▶ [Set of tasks]
1. Set down everything in the preventive maintenance text from "Preventive maintenance involves" down to "of equipment deterioration.", copied word for word.
2. According to the preventive maintenance text, what is the primary goal of preventive maintenance?
3. Decide whether each statement agrees with the preventive maintenance text. Answer yes or no, and quote the deciding words. (a) A preventive maintenance program should fit into the plant's semi-annual, annual, and biennial shutdowns. (b) Maintenance items that need a production shutdown are normally the dominant factor in deciding to shut down. (c) Oil changes are among the activities of preventive maintenance.

Process Technical Services (PTS) can help develop a preventive maintenance program that will effectively reduce plant operating cost relative to use of corrective maintenance programs that wait until a failure occurs. Modern technology has produced tools and techniques that can differentiate between those elements in a process that should be included in a preventive maintenance program from those that should not.
Preventive maintenance is a schedule of planned maintenance activities designed to prevent breakdowns and failures while in service. The primary goal of preventive maintenance is to replace equipment before it actually fails to preserve and enhance the reliability of the process.
Preventive maintenance involves routine equipment checks for wear, partial or complete overhauls at regular intervals, oil changes, lubrication, bolt tightening, and many other checks. With a regular schedule for checking equipment, records of equipment deterioration can identify worn parts that can be replaced before they cause system failure. Modern inspection and diagnostic tools can enable accurate and effective measurements of equipment deterioration.
A preventive maintenance program should be integrated into the normal schedule of semi-annual, annual, and biennial shutdowns for major maintenance work on the plant. Some elements of a preventive maintenance program can be managed without interruption to the production schedule, and these pose no problem. Other elements in the preventive maintenance program can only be accommodated by partial or complete shutdown of production operations. These items may influence the schedule for major shutdowns, but are not normally the dominant factor in the decision to shut down.

▶ [Record extracts]
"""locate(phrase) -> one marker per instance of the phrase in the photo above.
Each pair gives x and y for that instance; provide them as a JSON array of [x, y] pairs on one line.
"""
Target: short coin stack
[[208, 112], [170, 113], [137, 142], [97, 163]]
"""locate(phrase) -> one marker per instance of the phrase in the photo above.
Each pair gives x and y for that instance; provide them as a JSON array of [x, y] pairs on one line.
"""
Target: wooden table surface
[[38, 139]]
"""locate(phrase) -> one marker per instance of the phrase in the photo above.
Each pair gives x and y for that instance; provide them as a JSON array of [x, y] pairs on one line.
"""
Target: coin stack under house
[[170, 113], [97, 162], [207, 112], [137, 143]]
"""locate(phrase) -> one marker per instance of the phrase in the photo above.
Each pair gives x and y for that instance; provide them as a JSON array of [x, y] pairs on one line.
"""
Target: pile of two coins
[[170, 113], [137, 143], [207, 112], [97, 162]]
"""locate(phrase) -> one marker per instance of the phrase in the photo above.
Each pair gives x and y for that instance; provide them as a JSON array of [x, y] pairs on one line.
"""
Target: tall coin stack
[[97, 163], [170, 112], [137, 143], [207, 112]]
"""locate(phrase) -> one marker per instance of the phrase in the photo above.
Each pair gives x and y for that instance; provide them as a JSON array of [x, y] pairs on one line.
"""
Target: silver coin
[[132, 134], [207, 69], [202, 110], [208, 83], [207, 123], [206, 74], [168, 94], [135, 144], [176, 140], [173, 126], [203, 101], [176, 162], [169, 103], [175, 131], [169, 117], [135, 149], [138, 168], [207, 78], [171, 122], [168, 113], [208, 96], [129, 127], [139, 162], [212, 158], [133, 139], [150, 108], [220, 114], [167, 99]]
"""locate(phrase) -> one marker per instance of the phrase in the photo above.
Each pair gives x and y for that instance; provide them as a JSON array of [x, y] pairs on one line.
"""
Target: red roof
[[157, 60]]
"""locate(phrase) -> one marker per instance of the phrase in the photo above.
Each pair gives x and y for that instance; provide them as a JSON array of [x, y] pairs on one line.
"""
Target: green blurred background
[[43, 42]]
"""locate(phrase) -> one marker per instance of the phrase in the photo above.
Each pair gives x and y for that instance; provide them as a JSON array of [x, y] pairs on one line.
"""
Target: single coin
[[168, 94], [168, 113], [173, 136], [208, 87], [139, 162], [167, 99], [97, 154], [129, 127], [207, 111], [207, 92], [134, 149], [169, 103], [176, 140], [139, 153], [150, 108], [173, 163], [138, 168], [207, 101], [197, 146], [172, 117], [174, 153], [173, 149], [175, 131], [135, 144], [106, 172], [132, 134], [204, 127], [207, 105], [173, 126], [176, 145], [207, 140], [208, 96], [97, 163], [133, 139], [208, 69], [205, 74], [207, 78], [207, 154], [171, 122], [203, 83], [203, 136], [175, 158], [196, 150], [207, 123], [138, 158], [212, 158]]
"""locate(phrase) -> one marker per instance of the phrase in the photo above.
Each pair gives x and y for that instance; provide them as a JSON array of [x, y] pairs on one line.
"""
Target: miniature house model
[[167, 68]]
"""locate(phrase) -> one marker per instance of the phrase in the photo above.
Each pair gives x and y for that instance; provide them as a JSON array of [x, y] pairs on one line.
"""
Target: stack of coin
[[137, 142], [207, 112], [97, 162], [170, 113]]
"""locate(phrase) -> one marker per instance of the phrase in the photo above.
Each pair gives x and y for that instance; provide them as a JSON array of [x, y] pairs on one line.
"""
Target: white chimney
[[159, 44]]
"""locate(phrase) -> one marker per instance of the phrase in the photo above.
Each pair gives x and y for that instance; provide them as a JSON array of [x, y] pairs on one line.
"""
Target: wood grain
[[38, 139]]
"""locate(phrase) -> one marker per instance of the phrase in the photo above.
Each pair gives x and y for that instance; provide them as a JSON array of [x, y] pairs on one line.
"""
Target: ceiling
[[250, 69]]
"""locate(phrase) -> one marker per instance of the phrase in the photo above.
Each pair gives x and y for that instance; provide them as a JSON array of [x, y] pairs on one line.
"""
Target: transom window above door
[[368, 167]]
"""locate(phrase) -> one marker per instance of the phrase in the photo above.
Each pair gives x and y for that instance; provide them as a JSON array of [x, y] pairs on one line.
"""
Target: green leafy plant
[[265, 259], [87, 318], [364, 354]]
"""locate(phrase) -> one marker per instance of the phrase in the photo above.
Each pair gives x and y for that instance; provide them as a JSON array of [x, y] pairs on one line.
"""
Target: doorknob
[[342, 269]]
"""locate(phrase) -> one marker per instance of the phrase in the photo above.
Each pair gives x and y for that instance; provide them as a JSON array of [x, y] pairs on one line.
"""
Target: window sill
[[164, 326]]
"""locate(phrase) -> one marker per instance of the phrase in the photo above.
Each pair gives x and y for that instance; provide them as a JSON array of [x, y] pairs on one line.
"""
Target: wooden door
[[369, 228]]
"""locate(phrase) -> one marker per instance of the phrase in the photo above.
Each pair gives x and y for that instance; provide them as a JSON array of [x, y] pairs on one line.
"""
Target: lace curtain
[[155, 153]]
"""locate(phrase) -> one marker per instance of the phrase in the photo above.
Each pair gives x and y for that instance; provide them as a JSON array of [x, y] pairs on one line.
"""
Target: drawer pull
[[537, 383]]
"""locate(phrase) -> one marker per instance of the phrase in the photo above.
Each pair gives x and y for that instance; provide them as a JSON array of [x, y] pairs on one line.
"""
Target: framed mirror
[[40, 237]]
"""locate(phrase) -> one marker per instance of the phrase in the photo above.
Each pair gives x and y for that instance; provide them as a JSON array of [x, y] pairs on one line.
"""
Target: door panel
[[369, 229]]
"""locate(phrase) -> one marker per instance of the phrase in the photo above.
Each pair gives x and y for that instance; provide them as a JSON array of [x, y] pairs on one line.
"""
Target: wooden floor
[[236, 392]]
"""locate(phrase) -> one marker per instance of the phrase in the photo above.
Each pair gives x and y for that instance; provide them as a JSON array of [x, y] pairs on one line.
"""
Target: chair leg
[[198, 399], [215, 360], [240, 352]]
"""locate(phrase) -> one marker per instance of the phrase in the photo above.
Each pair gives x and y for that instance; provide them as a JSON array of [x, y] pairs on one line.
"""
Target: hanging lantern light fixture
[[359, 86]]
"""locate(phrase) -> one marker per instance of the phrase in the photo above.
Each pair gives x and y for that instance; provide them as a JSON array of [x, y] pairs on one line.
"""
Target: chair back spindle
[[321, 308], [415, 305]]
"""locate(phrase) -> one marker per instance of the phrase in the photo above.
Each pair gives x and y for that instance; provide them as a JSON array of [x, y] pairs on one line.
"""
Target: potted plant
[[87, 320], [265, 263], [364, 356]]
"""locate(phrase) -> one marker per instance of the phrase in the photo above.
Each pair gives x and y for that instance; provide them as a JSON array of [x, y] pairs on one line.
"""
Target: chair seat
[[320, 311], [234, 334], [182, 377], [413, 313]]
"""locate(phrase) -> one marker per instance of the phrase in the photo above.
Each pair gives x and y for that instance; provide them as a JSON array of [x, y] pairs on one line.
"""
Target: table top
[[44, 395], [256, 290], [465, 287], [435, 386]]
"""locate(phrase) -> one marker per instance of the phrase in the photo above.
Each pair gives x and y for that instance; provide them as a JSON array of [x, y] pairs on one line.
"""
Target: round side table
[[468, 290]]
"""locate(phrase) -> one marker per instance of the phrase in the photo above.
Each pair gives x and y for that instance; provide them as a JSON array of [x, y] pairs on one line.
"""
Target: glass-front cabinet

▶ [Answers to each task]
1.
Preventive maintenance involves routine equipment checks for wear, partial or complete overhauls at regular intervals, oil changes, lubrication, bolt tightening, and many other checks. With a regular schedule for checking equipment, records of equipment deterioration can identify worn parts that can be replaced before they cause system failure. Modern inspection and diagnostic tools can enable accurate and effective measurements of equipment deterioration.

2. To replace equipment before it actually fails, to preserve and enhance the reliability of the process.

3.
(a) Yes: "A preventive maintenance program should be integrated into the normal schedule of semi-annual, annual, and biennial shutdowns for major maintenance work on the plant."
(b) No: "but are not normally the dominant factor in the decision to shut down."
(c) Yes: "oil changes, lubrication, bolt tightening, and many other checks."